__Task instructions__
Could you arrange everything in the listing, from the line containing "of the pasta" down to the last line inclusive, as a JSON list of strings with one string per line and blank lines left out?

··· Information supplied

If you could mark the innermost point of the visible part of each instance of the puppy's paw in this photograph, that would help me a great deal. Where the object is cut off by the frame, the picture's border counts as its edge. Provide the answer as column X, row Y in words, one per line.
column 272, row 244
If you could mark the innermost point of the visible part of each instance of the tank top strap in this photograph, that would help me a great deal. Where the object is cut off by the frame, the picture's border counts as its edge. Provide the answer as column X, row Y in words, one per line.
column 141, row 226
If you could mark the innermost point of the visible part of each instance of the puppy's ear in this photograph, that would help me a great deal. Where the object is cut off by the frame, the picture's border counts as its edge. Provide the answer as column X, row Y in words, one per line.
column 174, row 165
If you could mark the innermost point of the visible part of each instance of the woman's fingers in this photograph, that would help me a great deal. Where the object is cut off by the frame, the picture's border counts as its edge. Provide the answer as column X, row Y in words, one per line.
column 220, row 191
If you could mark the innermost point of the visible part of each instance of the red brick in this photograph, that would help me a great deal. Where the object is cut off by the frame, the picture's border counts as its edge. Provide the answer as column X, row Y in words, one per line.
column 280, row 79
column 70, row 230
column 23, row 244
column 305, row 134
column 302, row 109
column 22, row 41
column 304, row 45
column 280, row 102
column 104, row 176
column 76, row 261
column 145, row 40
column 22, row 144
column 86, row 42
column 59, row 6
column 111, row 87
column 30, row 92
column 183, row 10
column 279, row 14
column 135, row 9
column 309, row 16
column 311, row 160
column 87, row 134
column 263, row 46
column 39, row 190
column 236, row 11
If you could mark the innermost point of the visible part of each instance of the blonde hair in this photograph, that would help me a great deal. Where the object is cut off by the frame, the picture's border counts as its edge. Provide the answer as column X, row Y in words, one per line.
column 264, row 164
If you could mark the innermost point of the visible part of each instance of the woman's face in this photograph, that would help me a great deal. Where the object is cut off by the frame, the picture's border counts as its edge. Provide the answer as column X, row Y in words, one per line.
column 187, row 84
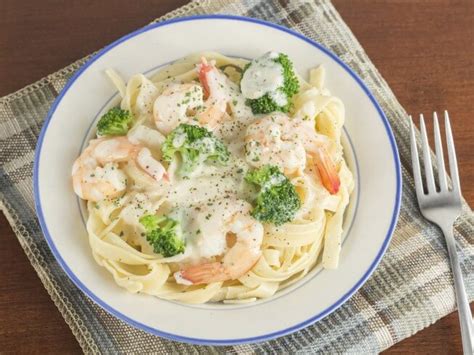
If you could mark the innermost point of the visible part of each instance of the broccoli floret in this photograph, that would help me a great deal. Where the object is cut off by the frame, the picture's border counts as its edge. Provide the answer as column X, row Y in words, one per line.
column 116, row 122
column 195, row 145
column 277, row 200
column 164, row 234
column 265, row 103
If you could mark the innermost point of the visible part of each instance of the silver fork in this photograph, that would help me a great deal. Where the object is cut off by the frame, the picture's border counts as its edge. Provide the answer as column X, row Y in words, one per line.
column 442, row 208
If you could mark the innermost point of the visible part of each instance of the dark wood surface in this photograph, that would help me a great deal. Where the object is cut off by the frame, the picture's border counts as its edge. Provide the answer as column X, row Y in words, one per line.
column 424, row 49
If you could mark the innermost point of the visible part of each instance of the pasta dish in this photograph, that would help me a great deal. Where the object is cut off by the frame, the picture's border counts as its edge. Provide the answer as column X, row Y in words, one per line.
column 216, row 179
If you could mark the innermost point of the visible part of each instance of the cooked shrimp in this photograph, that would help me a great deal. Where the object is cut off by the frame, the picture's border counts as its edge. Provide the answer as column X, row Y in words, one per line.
column 316, row 145
column 284, row 142
column 217, row 89
column 176, row 105
column 96, row 174
column 267, row 142
column 217, row 226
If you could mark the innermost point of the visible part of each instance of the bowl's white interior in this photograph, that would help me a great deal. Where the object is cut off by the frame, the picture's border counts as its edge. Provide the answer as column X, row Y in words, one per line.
column 306, row 302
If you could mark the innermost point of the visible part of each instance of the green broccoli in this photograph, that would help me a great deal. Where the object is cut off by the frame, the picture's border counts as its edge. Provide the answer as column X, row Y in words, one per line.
column 116, row 122
column 266, row 103
column 164, row 234
column 195, row 145
column 277, row 200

······

__The output__
[
  "If you could mark the innermost point of the visible part of each instance of the pasta dish in this photograph, that would help me a great deal. Where the object is cut off by the frame, the picture's border counts as its edge. Provide the answer as column X, row Y in words, one per line.",
  "column 216, row 179",
  "If you could mark the innermost point of the visible part of each instance of the cooked shrimp in this photograph, that would help me a great deal. Where the object is cut off by the frame, the picture's border counts as its edge. Provide the answer as column X, row Y in words, one per line.",
  "column 316, row 145",
  "column 284, row 142",
  "column 217, row 89",
  "column 176, row 105",
  "column 96, row 174",
  "column 267, row 142",
  "column 217, row 226",
  "If you could mark the innermost point of the visible part of each instance of the bowl's white interior in this photograph, that would help me a great deal. Where the object is cut off by the frame, the picture's border counts as its edge. Provide the answer as column X, row Y in words, one per line.",
  "column 306, row 302",
  "If you could mark the innermost point of the visible part of each instance of the green broccoli in this photograph, that would help me a great deal. Where the object is cut off by the frame, the picture's border counts as its edge. Provide the answer as column X, row Y in words, one per line.",
  "column 116, row 122",
  "column 266, row 103",
  "column 164, row 234",
  "column 195, row 145",
  "column 277, row 200"
]